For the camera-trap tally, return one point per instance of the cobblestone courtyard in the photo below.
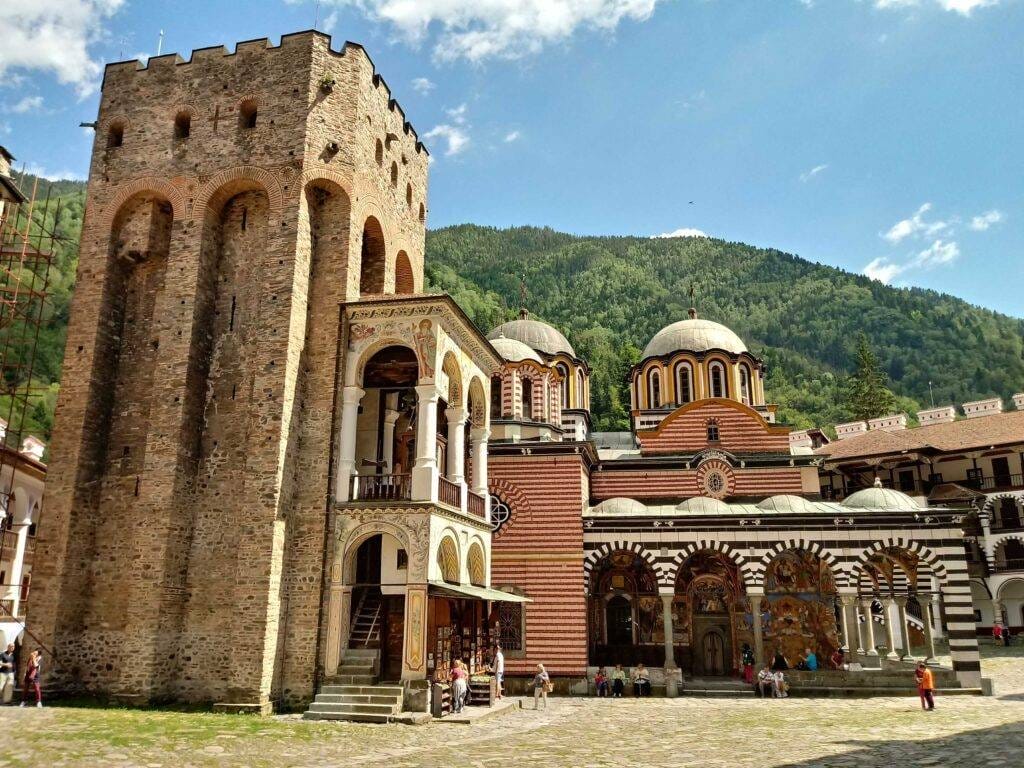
(963, 731)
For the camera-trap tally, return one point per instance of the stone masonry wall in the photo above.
(181, 555)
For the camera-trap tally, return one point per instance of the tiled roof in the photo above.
(980, 432)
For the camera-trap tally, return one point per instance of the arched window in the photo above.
(563, 385)
(744, 385)
(716, 372)
(116, 135)
(182, 125)
(526, 396)
(684, 383)
(653, 389)
(496, 396)
(247, 114)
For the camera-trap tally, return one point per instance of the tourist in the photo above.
(926, 686)
(641, 681)
(748, 659)
(781, 687)
(779, 663)
(766, 682)
(32, 678)
(459, 685)
(7, 672)
(617, 681)
(809, 662)
(499, 665)
(542, 683)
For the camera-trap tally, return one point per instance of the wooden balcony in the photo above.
(390, 487)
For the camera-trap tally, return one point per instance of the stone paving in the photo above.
(733, 733)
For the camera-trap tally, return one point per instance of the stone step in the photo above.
(357, 698)
(352, 709)
(354, 679)
(348, 717)
(338, 689)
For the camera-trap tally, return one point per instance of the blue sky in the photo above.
(878, 135)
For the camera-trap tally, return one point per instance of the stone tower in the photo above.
(235, 202)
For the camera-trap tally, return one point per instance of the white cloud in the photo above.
(985, 220)
(883, 270)
(963, 7)
(939, 252)
(685, 231)
(808, 175)
(458, 114)
(54, 36)
(915, 226)
(456, 136)
(27, 104)
(476, 30)
(62, 175)
(423, 85)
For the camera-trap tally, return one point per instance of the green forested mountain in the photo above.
(610, 295)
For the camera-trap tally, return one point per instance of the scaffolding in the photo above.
(28, 240)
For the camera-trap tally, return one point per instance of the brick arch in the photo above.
(747, 569)
(813, 547)
(606, 549)
(312, 175)
(516, 500)
(989, 505)
(221, 186)
(152, 184)
(924, 553)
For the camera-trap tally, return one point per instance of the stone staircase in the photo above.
(354, 694)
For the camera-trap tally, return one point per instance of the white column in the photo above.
(425, 471)
(478, 448)
(890, 609)
(387, 438)
(350, 397)
(865, 605)
(904, 628)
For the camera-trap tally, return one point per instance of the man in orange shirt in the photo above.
(926, 686)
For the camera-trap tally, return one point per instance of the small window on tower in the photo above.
(247, 114)
(182, 125)
(116, 135)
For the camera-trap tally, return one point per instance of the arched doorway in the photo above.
(801, 606)
(372, 263)
(709, 614)
(625, 622)
(377, 620)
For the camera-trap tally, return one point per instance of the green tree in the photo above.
(867, 390)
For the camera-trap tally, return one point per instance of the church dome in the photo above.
(702, 505)
(693, 335)
(535, 334)
(882, 499)
(514, 351)
(786, 504)
(620, 506)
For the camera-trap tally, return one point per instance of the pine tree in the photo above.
(867, 393)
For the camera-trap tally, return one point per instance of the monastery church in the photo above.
(278, 464)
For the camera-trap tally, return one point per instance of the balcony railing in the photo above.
(383, 487)
(449, 493)
(476, 505)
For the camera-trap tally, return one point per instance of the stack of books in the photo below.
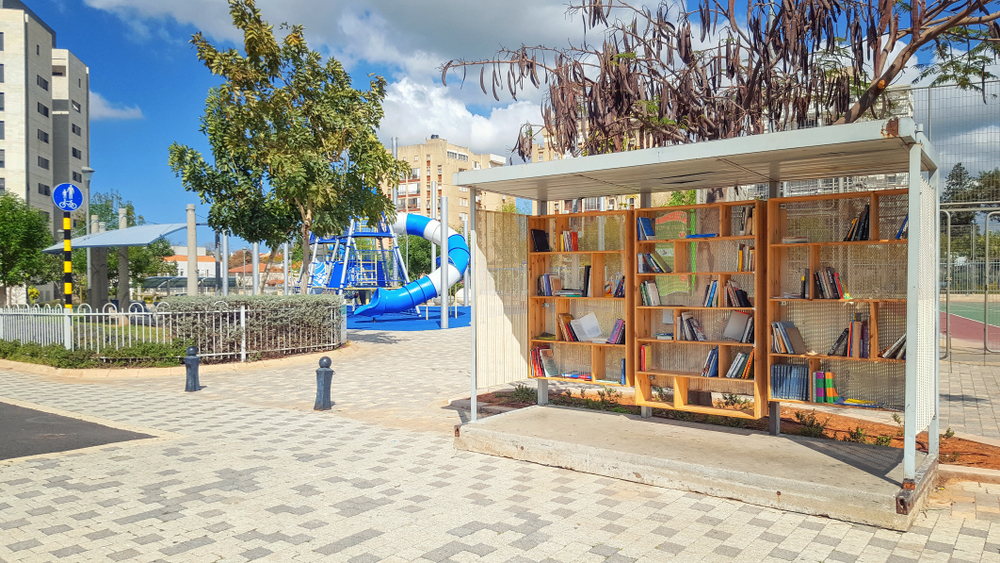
(649, 293)
(739, 327)
(742, 366)
(786, 339)
(897, 351)
(644, 226)
(859, 226)
(828, 284)
(711, 368)
(652, 263)
(790, 381)
(824, 390)
(745, 259)
(617, 333)
(688, 328)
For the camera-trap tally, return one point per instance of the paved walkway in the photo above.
(246, 471)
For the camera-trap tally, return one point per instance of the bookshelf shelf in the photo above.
(649, 275)
(694, 308)
(861, 269)
(602, 267)
(723, 260)
(702, 342)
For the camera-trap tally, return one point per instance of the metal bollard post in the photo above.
(324, 377)
(191, 361)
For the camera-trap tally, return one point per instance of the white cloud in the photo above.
(415, 111)
(101, 109)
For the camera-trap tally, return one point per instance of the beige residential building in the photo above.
(44, 114)
(434, 162)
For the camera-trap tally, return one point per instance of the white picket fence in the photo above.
(219, 332)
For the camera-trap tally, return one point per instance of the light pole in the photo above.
(88, 173)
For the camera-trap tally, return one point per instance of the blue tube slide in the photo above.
(427, 287)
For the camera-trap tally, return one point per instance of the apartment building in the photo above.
(434, 162)
(44, 114)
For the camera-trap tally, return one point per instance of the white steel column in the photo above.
(225, 264)
(255, 261)
(444, 263)
(192, 252)
(912, 299)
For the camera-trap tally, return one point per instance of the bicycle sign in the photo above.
(67, 197)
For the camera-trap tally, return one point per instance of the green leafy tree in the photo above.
(294, 144)
(24, 233)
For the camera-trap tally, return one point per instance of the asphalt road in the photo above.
(28, 432)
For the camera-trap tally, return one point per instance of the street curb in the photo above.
(348, 349)
(961, 473)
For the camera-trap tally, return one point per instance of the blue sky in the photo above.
(152, 88)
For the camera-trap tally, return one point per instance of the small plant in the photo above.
(883, 440)
(609, 397)
(524, 394)
(811, 427)
(857, 435)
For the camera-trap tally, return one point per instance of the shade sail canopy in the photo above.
(858, 149)
(141, 235)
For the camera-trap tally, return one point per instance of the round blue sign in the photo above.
(67, 197)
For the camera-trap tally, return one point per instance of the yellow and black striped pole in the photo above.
(67, 261)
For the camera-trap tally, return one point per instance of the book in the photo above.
(736, 326)
(540, 239)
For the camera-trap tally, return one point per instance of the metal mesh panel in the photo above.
(821, 220)
(863, 269)
(881, 382)
(921, 350)
(501, 287)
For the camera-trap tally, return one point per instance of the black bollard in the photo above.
(324, 377)
(191, 361)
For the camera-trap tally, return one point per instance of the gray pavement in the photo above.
(245, 470)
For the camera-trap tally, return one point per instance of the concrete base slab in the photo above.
(842, 480)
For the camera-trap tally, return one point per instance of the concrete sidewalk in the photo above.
(250, 472)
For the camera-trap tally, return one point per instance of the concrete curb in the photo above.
(347, 349)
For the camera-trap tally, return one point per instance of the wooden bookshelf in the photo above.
(604, 244)
(872, 273)
(696, 262)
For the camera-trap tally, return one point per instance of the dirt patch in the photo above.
(796, 421)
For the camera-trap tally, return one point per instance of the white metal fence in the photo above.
(220, 332)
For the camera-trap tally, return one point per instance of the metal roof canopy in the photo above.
(140, 235)
(858, 149)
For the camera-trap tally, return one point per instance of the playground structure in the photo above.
(368, 258)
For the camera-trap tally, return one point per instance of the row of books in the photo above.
(745, 258)
(649, 294)
(786, 338)
(742, 366)
(739, 327)
(860, 225)
(790, 381)
(824, 391)
(652, 263)
(644, 228)
(543, 364)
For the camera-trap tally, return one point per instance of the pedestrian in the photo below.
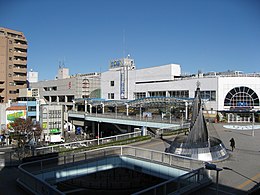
(232, 143)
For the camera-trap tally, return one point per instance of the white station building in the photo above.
(231, 91)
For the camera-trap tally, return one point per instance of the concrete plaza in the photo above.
(243, 165)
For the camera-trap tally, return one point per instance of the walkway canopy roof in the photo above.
(143, 102)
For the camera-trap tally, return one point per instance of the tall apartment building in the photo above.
(13, 63)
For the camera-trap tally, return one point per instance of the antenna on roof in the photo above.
(63, 62)
(124, 43)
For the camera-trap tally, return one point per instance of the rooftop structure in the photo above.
(13, 63)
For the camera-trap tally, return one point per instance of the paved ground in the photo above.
(244, 163)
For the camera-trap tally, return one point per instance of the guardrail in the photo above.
(137, 117)
(31, 182)
(14, 157)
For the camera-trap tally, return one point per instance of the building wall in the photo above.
(70, 88)
(166, 79)
(137, 80)
(52, 117)
(13, 63)
(225, 84)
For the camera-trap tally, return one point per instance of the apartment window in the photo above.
(111, 96)
(139, 95)
(112, 83)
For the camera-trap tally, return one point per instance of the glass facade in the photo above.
(241, 97)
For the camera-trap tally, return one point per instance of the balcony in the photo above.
(19, 78)
(20, 54)
(20, 70)
(20, 45)
(22, 62)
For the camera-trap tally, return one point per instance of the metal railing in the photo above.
(14, 157)
(138, 117)
(35, 184)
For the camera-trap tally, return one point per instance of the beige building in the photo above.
(13, 63)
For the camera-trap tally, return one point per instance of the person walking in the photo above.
(232, 143)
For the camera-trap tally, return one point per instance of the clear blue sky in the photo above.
(207, 35)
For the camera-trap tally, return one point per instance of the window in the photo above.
(157, 93)
(179, 93)
(209, 95)
(112, 83)
(139, 95)
(239, 97)
(111, 96)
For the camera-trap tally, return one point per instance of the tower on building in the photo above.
(13, 63)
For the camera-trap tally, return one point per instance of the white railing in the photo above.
(30, 181)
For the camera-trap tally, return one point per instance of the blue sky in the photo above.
(206, 35)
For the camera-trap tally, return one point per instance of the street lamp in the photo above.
(98, 131)
(214, 167)
(182, 113)
(227, 168)
(253, 122)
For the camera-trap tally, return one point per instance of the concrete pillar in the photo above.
(93, 129)
(37, 110)
(90, 108)
(74, 106)
(103, 108)
(186, 111)
(127, 110)
(86, 106)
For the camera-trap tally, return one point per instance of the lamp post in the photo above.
(98, 131)
(182, 113)
(171, 114)
(253, 123)
(227, 168)
(214, 167)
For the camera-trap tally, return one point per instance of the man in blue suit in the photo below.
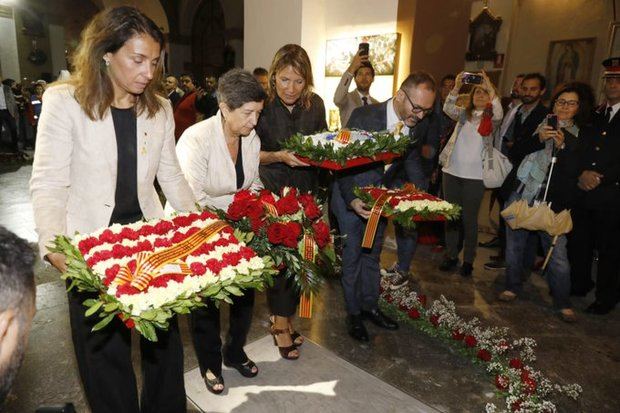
(360, 267)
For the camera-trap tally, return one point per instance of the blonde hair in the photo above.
(107, 32)
(295, 56)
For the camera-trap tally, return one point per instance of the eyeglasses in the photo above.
(569, 103)
(416, 109)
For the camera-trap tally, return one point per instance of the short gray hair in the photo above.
(238, 87)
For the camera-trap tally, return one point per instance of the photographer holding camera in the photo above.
(462, 163)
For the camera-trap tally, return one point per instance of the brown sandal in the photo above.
(285, 352)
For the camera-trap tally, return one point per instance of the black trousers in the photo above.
(600, 230)
(9, 122)
(283, 297)
(104, 361)
(205, 324)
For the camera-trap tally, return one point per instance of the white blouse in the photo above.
(208, 166)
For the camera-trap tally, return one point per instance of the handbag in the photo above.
(495, 167)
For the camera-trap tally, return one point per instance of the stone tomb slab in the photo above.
(319, 381)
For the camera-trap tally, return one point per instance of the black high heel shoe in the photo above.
(211, 383)
(244, 368)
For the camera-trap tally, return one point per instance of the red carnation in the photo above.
(414, 313)
(501, 382)
(321, 233)
(422, 299)
(516, 363)
(287, 205)
(214, 265)
(457, 335)
(470, 341)
(484, 355)
(276, 233)
(293, 231)
(529, 385)
(236, 210)
(197, 268)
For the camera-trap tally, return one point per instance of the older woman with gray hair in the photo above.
(220, 156)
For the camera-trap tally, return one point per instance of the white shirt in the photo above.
(614, 110)
(466, 159)
(208, 166)
(393, 119)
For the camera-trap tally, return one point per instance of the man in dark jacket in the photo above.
(596, 222)
(360, 267)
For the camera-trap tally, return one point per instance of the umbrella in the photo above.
(539, 217)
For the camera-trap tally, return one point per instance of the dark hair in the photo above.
(260, 71)
(418, 78)
(191, 77)
(107, 32)
(449, 76)
(541, 79)
(238, 87)
(16, 273)
(368, 65)
(583, 116)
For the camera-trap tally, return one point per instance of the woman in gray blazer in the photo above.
(103, 137)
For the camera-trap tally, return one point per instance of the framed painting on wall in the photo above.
(614, 39)
(569, 60)
(383, 53)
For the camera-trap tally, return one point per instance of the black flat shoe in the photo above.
(297, 338)
(244, 368)
(380, 319)
(356, 328)
(211, 383)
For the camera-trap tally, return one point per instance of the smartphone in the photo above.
(472, 78)
(552, 120)
(364, 49)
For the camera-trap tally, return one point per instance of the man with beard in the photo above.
(362, 71)
(360, 266)
(17, 306)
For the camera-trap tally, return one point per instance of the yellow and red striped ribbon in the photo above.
(344, 136)
(149, 265)
(305, 301)
(375, 213)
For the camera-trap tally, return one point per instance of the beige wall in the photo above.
(537, 22)
(440, 36)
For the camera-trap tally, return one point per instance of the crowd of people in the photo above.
(206, 143)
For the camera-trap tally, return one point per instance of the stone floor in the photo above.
(587, 353)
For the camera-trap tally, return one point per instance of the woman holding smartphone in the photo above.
(556, 138)
(462, 164)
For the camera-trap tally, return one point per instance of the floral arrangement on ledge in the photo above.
(407, 205)
(345, 146)
(290, 229)
(507, 361)
(146, 272)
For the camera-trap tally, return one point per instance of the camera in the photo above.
(472, 78)
(364, 49)
(552, 120)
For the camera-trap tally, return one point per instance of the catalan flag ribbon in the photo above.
(305, 301)
(151, 265)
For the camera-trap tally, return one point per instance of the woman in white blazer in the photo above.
(103, 137)
(220, 156)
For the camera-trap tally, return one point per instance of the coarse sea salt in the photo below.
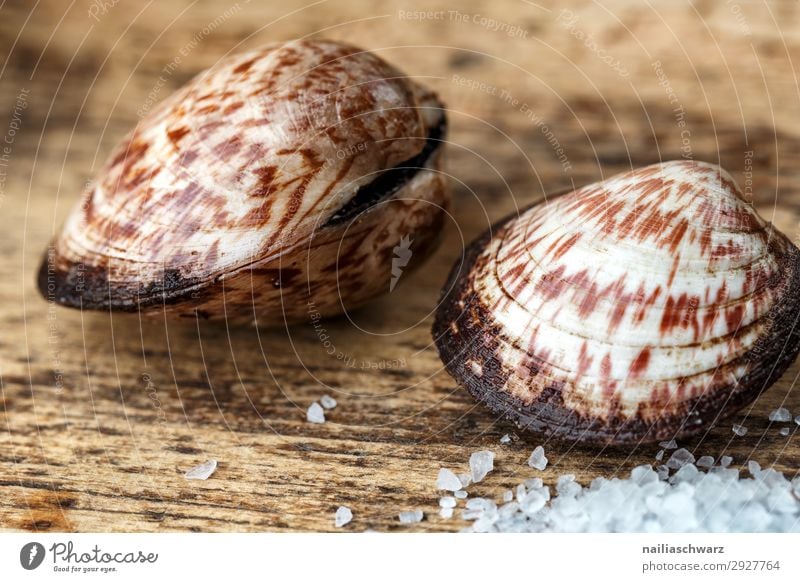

**TASK PROMPT**
Leave every picture out, and reproduce exactly the lines from the line bearing "white blazer in the photo above." through the closing line of the material above.

**OUTPUT**
For the camera-trap tally, return one point per instance of the woman in white blazer in the photo above.
(103, 137)
(220, 156)
For the camera-trap tally, return one point per instance of the coarse sea salt in the photo below.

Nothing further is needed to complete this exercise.